(RECORD SET)

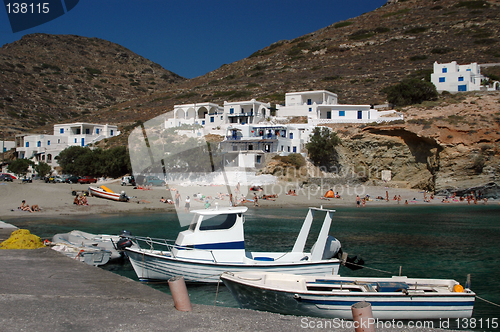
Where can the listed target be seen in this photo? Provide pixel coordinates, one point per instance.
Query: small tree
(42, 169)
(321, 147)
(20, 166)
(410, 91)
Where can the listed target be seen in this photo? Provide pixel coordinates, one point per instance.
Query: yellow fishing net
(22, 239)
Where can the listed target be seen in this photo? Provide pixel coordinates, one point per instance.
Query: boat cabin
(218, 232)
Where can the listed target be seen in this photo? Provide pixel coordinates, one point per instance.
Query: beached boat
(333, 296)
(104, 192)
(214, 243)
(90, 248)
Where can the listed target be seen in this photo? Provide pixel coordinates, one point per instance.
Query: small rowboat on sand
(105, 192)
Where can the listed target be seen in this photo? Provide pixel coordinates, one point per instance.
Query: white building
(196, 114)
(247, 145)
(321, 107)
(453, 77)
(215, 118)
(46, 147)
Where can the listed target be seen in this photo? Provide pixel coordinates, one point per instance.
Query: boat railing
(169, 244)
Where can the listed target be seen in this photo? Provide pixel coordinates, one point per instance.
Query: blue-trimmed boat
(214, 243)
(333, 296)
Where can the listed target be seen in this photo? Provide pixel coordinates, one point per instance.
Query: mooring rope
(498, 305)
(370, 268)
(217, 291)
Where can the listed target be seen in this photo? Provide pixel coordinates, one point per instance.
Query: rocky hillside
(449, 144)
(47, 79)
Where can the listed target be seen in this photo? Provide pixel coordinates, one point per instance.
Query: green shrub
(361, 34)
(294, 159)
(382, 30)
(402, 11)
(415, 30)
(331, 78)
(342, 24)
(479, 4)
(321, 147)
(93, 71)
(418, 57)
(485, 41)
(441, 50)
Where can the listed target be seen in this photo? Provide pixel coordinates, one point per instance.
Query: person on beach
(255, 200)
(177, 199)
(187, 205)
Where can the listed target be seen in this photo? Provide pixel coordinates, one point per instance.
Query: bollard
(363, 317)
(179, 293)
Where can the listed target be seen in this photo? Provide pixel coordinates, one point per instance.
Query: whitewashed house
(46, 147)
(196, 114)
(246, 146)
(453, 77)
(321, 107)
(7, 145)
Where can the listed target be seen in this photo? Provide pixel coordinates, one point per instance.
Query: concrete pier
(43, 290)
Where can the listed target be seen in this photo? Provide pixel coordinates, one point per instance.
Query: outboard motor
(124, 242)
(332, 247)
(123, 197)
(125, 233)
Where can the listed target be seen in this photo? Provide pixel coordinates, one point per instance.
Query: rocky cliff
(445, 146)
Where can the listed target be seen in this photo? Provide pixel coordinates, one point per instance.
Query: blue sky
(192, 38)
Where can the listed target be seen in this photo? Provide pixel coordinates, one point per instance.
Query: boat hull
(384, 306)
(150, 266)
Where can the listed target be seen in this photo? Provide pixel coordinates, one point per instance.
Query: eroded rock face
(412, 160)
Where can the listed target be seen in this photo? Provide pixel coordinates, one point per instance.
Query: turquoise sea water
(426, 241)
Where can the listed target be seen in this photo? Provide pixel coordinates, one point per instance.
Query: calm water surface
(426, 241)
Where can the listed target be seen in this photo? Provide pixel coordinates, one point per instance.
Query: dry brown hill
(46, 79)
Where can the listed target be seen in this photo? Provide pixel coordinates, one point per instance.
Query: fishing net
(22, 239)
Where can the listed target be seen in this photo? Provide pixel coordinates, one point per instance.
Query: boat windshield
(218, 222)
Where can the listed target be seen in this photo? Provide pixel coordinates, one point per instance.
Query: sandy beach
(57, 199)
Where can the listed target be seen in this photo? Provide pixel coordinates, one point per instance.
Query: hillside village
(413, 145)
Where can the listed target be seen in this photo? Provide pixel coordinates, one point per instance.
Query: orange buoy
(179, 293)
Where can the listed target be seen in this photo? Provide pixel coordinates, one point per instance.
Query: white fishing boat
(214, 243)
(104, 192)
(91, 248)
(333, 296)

(End RECORD SET)
(RECORD SET)

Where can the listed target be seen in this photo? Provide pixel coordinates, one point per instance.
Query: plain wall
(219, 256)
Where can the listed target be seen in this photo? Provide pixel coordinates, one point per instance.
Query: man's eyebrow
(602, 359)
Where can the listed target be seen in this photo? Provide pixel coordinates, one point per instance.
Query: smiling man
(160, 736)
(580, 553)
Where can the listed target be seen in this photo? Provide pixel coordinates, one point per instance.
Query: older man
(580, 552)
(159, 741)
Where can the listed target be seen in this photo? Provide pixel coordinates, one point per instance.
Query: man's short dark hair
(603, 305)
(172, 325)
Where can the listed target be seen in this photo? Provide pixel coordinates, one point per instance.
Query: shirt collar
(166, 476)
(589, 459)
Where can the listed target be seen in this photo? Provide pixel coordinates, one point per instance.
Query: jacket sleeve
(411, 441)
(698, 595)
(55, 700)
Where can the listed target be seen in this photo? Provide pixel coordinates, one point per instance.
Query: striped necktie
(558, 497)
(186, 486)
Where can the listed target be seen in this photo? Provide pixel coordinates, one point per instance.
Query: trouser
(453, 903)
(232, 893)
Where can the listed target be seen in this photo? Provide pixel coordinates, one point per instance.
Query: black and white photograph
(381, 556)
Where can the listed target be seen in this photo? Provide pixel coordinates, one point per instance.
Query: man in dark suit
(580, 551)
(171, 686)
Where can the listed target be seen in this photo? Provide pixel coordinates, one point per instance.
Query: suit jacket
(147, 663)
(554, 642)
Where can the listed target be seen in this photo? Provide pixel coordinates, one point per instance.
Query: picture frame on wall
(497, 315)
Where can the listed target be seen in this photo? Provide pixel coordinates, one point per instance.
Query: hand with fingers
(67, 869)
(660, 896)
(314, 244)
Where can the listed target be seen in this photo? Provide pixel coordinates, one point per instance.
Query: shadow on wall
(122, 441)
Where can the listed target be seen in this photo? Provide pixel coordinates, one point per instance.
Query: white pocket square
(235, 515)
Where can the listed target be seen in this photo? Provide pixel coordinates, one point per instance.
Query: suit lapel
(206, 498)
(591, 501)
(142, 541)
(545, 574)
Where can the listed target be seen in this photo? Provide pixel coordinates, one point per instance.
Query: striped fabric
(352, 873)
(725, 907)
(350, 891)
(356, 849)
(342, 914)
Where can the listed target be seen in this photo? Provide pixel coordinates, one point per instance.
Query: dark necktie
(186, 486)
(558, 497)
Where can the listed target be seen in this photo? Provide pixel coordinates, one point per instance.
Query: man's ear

(End RECORD SET)

TASK OBJECTIVE:
Reproduce only the lines above spanning from the line containing "Query: white pocket square" through the line containing "Query: man's ear", word for word.

EXERCISE ANSWER:
Query: white pocket square
(235, 515)
Where can the listed target be seen in this photo? Provide pixel coordinates, one point per instance.
Query: suit lapel
(206, 498)
(591, 501)
(142, 541)
(545, 574)
Where can the listed target be seen in this photo? Provide pixel coordinates, one point per instance.
Query: striped fabric
(352, 873)
(725, 907)
(350, 891)
(356, 849)
(342, 914)
Where can the listed target be seen in this photo? Provide pixel coordinates, one point per instance.
Query: dark necktie
(186, 486)
(558, 497)
Where can the listed target be seen in this photo? Provide pixel coordinates, one point per instance.
Query: man's ear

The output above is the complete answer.